Rewrite the rows below, changing each "innermost spot" to "center" and leaving every other part as it is.

[start SOURCE MATERIAL]

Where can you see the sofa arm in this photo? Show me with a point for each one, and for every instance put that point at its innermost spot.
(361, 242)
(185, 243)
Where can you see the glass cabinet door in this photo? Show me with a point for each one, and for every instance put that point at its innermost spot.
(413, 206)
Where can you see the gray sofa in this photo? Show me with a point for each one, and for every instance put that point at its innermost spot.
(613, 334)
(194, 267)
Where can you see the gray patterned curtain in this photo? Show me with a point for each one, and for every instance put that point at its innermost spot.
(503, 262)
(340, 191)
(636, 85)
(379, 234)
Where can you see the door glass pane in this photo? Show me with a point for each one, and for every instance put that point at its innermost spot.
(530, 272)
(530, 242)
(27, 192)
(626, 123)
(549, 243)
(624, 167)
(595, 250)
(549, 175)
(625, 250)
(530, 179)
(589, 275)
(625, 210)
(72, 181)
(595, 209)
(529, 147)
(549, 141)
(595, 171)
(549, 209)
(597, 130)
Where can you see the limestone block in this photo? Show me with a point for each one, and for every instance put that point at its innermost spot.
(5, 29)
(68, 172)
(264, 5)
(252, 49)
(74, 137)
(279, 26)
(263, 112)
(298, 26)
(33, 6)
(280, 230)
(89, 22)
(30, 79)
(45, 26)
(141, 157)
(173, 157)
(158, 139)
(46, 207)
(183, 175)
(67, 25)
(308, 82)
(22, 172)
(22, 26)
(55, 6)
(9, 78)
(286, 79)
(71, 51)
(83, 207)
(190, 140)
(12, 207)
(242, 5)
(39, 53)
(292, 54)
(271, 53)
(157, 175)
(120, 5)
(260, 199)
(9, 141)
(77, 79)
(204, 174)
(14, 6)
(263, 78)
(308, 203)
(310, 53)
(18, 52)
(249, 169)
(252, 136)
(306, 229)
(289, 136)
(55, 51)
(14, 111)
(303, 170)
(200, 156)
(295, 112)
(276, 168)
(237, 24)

[end SOURCE MATERIAL]

SOLVED PROBLEM:
Where can you see the sofa arm in this photo? Show me with a point for each one, and for every instance put that point at its center.
(361, 242)
(185, 243)
Where can you see the glass cabinet door in this photo? Show me with a point for each one, and for every instance put that point at its center.
(413, 206)
Where can you see the gray sofa in this photo? Show me with a point for each one, and for every instance put that point at its center.
(613, 334)
(194, 267)
Where can you see the gray patterned curtain in this photo? Show me with a point for each one, and for every instance put that point at its center.
(503, 262)
(340, 191)
(636, 85)
(379, 234)
Where can you see the door glass pane in this photo? Show me with a point for each one, and for every instance put that point at its center.
(530, 272)
(530, 242)
(27, 192)
(626, 123)
(549, 243)
(624, 167)
(595, 250)
(549, 175)
(625, 250)
(530, 179)
(589, 275)
(625, 210)
(72, 181)
(595, 209)
(529, 147)
(549, 141)
(595, 171)
(549, 209)
(597, 130)
Where can you see the limestone block in this photo? Show me with a point for each one, and for every instance put that point at its center.
(5, 29)
(68, 172)
(264, 5)
(252, 49)
(74, 137)
(279, 26)
(263, 112)
(298, 26)
(33, 6)
(280, 230)
(89, 22)
(30, 79)
(45, 26)
(141, 157)
(173, 157)
(158, 139)
(46, 207)
(183, 175)
(67, 25)
(308, 82)
(22, 172)
(22, 26)
(55, 6)
(9, 78)
(286, 79)
(71, 51)
(83, 207)
(190, 140)
(12, 207)
(242, 5)
(39, 53)
(292, 54)
(271, 53)
(157, 175)
(120, 5)
(260, 199)
(9, 141)
(77, 79)
(204, 174)
(14, 6)
(263, 78)
(308, 203)
(310, 53)
(18, 52)
(249, 169)
(252, 136)
(306, 229)
(289, 136)
(55, 51)
(14, 111)
(303, 170)
(200, 156)
(295, 112)
(276, 168)
(237, 24)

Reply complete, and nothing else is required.